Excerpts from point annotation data

►

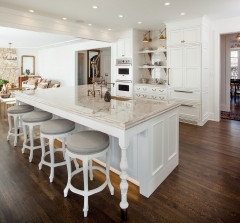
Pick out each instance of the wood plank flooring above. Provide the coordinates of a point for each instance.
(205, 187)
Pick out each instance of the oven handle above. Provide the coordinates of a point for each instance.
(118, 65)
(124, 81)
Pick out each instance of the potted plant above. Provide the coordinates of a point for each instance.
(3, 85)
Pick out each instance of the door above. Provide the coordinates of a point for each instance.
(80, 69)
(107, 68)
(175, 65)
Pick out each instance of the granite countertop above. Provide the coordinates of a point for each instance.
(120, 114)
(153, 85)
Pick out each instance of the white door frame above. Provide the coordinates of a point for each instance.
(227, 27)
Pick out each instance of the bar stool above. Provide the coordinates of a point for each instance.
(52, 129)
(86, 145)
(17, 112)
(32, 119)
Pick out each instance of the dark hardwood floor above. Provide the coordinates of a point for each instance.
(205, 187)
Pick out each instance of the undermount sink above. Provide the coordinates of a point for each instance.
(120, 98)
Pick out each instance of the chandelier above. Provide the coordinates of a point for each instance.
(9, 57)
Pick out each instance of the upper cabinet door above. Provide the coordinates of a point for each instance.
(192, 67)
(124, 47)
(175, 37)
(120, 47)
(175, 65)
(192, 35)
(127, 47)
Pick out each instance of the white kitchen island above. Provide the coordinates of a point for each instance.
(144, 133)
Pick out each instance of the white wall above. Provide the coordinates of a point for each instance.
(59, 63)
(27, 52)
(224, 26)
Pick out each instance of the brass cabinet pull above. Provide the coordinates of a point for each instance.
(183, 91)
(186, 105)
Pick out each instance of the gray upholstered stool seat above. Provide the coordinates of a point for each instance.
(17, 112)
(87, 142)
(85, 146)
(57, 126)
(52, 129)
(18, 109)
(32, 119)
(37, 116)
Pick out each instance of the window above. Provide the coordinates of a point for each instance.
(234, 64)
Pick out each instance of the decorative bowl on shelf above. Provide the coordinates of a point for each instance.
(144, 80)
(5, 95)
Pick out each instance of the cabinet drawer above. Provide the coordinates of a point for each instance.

◄

Reproduce every one of the lines above verbatim, leaving out the picture.

Pick out each instance of the wood plank flooring above. Provide the coordinates of a point for each instance.
(205, 187)
Pick out each instance of the oven handle above. Provide the coordinates of a point for each instance.
(118, 65)
(124, 81)
Pick out each instance of the potted plant above. Provide the coordinates of a point for each instance.
(3, 85)
Pick out each instance of the door above. Provide the coordinates of a point for each instance.
(80, 69)
(107, 68)
(175, 65)
Pick out each instance of the granite countertop above. Provide the coordinates of a point for each instance.
(120, 114)
(153, 85)
Pick out each instance of the white door frame above. Provide the coordinates of a point for each instance.
(227, 27)
Pick out each instance of the bar stool above. Provide the coordinates of a point for each instance.
(52, 129)
(86, 145)
(17, 112)
(32, 119)
Pick out each instance of the dark hardwood floor above. Provide the coordinates of a point for each instance.
(205, 187)
Pick out each instance of the undermount sink above. Provide the coordinates of a point for each instance.
(120, 98)
Pick out each instance of the chandelier above. Provide the coordinates of a point for each instance.
(9, 57)
Pick out each instance of the upper cabinet door above. Provide the coordinates of a point for each instance.
(192, 67)
(124, 47)
(175, 37)
(120, 47)
(175, 65)
(192, 35)
(127, 47)
Pick out each instance of the white kitchen island above. Provide the coordinates of a point for each instance.
(144, 133)
Pick out each instance of the white wall above. Provide the coordinates of a point for each instance.
(59, 63)
(27, 52)
(224, 26)
Pick out each instance of the brass cabinet pull above. Provide the coordinates of a point for each instance.
(183, 91)
(186, 105)
Pick out each instance of the gray upholstered stool seat above. Provide the coordinates of a point for each instance.
(17, 112)
(87, 142)
(85, 146)
(57, 126)
(52, 129)
(18, 109)
(32, 119)
(37, 116)
Pick out each instance of the window above. Provide the coordinates of a point for each instance.
(234, 64)
Pick out each instance of the decorative bowl on shelf above. Provide the coordinates of a point for each instance.
(144, 80)
(5, 95)
Pick out each instance of the cabinet drawer above. Provide the coordinates of a point for each instance.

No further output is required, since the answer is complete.